____ 摘录

最短路径_Til the Cows Come Home (Poj 2387)

Description

Bessie is out in the field and wants to get back to the barn to get as much sleep as possible before Farmer John wakes her for the morning milking. Bessie needs her beauty sleep, so she wants to get back as quickly as possible. 

Farmer John's field has N (2 <= N <= 1000) landmarks in it, uniquely numbered 1..N. Landmark 1 is the barn; the apple tree grove in which Bessie stands all day is landmark N. Cows travel in the field using T (1 <= T <= 2000) bidirectional cow-trails of various lengths between the landmarks. Bessie is not confident of her navigation ability, so she always stays on a trail from its start to its end once she starts it. 

Given the trails between the landmarks, determine the minimum distance Bessie must walk to get back to the barn. It is guaranteed that some such route exists.

Input

* Line 1: Two integers: T and N 

* Lines 2..T+1: Each line describes a trail as three space-separated integers. The first two integers are the landmarks between which the trail travels. The third integer is the length of the trail, range 1..100.

Output

* Line 1: A single integer, the minimum distance that Bessie must travel to get from landmark N to landmark 1.

________

### 练习
根据摘录，逐项判断以下说法是否相符，答“是”或“否”，并照原文引出起决定作用的文字：(a) 地标1是谷仓；(b) 牛走的小路都是单向的；(c) 每条小路的长度范围是1到1000。 这些记录与摘录内容无关。

____ 所给记录

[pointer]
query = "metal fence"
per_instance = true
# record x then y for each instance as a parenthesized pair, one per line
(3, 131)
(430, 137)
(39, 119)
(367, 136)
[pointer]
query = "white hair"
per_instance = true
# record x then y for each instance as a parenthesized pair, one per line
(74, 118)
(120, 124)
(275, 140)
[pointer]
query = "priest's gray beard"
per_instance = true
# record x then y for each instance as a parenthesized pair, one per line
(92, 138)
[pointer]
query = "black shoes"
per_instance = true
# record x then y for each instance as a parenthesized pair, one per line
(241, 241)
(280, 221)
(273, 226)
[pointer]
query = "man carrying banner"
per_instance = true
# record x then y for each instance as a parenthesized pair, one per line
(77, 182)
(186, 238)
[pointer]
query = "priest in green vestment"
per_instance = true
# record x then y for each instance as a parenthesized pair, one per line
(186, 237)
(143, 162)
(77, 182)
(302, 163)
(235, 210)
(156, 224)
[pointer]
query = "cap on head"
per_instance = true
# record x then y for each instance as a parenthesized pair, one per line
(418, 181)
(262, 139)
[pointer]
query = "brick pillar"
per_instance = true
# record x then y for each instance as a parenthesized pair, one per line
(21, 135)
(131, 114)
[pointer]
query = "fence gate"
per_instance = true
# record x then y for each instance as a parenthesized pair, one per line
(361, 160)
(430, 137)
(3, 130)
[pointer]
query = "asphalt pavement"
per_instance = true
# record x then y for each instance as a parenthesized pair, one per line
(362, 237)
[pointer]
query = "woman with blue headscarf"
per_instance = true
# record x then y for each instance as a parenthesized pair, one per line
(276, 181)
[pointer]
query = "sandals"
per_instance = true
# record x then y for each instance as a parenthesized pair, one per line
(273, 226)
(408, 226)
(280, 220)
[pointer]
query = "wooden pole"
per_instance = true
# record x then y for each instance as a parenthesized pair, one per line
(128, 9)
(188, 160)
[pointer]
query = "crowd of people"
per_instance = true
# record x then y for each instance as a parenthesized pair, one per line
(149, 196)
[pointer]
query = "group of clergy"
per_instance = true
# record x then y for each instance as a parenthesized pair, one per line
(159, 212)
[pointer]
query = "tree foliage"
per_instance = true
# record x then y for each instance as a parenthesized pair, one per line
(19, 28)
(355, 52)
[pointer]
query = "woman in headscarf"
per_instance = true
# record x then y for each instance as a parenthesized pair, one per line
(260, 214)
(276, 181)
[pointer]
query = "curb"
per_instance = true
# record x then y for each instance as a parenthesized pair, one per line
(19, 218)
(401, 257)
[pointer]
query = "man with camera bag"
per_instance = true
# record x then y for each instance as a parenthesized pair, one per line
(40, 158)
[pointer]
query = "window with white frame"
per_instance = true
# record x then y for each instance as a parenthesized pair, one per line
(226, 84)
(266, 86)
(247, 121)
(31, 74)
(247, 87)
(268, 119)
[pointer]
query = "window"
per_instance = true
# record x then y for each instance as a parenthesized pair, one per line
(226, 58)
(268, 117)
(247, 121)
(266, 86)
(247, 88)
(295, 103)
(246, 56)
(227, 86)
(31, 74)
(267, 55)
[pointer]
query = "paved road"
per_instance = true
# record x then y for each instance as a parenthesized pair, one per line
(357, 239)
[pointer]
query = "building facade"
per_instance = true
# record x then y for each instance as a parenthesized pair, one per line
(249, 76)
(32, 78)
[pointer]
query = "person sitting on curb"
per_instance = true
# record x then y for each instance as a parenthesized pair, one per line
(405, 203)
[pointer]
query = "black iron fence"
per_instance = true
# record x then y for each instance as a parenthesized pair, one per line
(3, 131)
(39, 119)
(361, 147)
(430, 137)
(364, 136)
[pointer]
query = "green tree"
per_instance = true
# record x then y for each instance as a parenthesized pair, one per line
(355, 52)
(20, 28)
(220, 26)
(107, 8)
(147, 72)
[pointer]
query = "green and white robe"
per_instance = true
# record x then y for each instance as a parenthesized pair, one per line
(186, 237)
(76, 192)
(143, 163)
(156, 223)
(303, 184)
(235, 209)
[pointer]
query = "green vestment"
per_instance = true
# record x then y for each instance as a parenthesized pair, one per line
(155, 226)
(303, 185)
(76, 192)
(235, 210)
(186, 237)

________
____ 所给记录

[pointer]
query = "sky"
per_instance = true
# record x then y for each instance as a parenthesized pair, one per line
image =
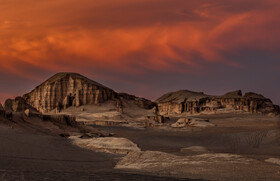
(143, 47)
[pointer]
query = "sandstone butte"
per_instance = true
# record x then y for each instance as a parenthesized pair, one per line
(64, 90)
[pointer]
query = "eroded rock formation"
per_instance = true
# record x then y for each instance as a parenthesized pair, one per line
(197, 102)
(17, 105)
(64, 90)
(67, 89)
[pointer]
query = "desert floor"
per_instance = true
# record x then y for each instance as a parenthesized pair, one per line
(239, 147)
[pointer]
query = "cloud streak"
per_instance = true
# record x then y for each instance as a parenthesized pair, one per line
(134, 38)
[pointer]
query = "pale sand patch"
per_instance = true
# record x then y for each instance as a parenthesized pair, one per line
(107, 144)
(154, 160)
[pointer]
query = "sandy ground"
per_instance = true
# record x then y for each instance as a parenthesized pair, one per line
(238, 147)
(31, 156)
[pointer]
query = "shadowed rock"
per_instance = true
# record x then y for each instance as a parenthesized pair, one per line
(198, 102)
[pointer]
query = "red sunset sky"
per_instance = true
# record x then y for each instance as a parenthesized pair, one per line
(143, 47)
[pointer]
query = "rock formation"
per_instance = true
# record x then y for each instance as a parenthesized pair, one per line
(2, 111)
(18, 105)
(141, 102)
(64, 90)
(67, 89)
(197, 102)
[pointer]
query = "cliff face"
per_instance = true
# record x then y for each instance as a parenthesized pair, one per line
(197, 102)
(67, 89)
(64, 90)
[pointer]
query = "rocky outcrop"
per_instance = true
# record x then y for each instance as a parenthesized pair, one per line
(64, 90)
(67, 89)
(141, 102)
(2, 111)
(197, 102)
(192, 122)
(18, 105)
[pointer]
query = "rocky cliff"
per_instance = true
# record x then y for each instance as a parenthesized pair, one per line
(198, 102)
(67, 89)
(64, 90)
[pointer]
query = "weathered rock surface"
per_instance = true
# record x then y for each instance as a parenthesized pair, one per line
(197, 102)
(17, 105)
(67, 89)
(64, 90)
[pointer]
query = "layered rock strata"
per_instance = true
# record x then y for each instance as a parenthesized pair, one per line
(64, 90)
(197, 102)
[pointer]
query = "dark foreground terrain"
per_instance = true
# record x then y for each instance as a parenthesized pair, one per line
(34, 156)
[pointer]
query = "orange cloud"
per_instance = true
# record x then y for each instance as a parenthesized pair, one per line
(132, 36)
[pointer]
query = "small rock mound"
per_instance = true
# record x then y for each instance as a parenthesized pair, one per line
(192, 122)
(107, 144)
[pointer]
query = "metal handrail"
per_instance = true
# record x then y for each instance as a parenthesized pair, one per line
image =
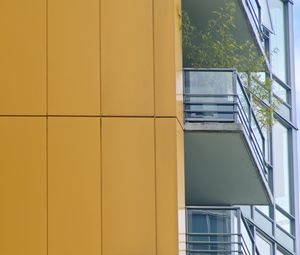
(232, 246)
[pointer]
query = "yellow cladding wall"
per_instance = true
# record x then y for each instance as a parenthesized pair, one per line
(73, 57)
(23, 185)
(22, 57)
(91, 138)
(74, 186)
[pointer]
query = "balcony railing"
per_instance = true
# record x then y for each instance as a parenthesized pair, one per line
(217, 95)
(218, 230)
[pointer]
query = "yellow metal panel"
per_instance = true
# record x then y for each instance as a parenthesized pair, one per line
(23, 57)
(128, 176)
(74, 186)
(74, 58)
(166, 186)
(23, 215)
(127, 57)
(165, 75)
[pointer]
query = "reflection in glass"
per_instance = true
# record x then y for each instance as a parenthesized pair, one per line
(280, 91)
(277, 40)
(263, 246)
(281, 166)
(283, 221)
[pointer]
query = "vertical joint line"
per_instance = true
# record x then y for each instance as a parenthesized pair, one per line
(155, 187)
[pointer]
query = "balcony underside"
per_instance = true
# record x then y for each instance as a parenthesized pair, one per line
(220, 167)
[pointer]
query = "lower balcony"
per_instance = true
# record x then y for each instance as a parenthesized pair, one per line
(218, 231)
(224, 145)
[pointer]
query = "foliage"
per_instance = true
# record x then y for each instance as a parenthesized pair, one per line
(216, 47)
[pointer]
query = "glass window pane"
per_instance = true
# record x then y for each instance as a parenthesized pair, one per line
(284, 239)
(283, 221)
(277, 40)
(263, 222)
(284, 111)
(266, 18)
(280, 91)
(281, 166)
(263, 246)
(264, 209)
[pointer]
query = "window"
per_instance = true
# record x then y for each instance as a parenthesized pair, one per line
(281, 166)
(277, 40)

________
____ 所给记录

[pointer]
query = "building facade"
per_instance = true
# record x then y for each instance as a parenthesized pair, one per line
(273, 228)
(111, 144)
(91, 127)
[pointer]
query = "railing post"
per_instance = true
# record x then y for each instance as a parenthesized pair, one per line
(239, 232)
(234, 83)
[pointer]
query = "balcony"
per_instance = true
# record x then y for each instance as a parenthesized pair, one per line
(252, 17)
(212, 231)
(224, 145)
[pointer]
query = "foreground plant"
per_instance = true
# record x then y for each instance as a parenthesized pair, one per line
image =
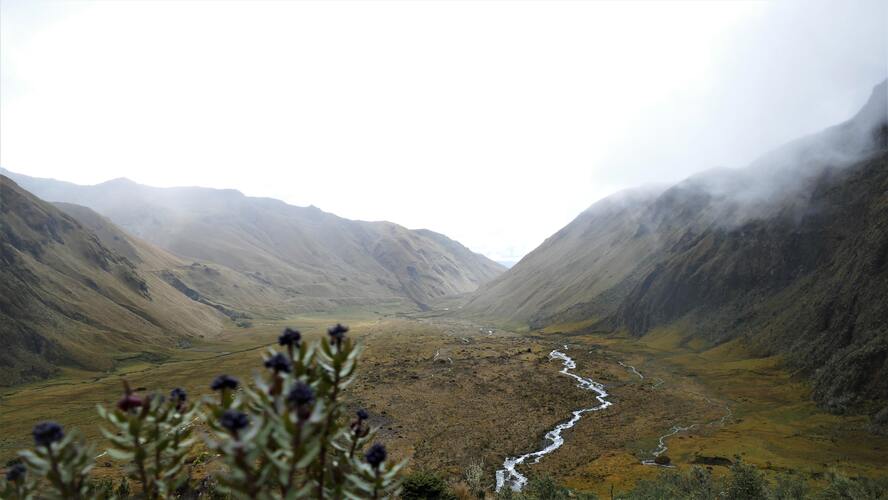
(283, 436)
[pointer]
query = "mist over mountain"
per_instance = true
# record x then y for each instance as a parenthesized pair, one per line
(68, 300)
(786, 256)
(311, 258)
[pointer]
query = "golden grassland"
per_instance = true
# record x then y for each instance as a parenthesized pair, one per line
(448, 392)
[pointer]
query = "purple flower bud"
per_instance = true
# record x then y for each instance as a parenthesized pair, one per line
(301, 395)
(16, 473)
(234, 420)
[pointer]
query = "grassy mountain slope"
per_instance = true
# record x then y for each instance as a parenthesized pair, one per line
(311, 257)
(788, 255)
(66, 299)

________

### 任务输出
(a) 是：“Landmark 1 is the barn”
(b) 否：“bidirectional cow-trails”
(c) 否：“The third integer is the length of the trail, range 1..100.”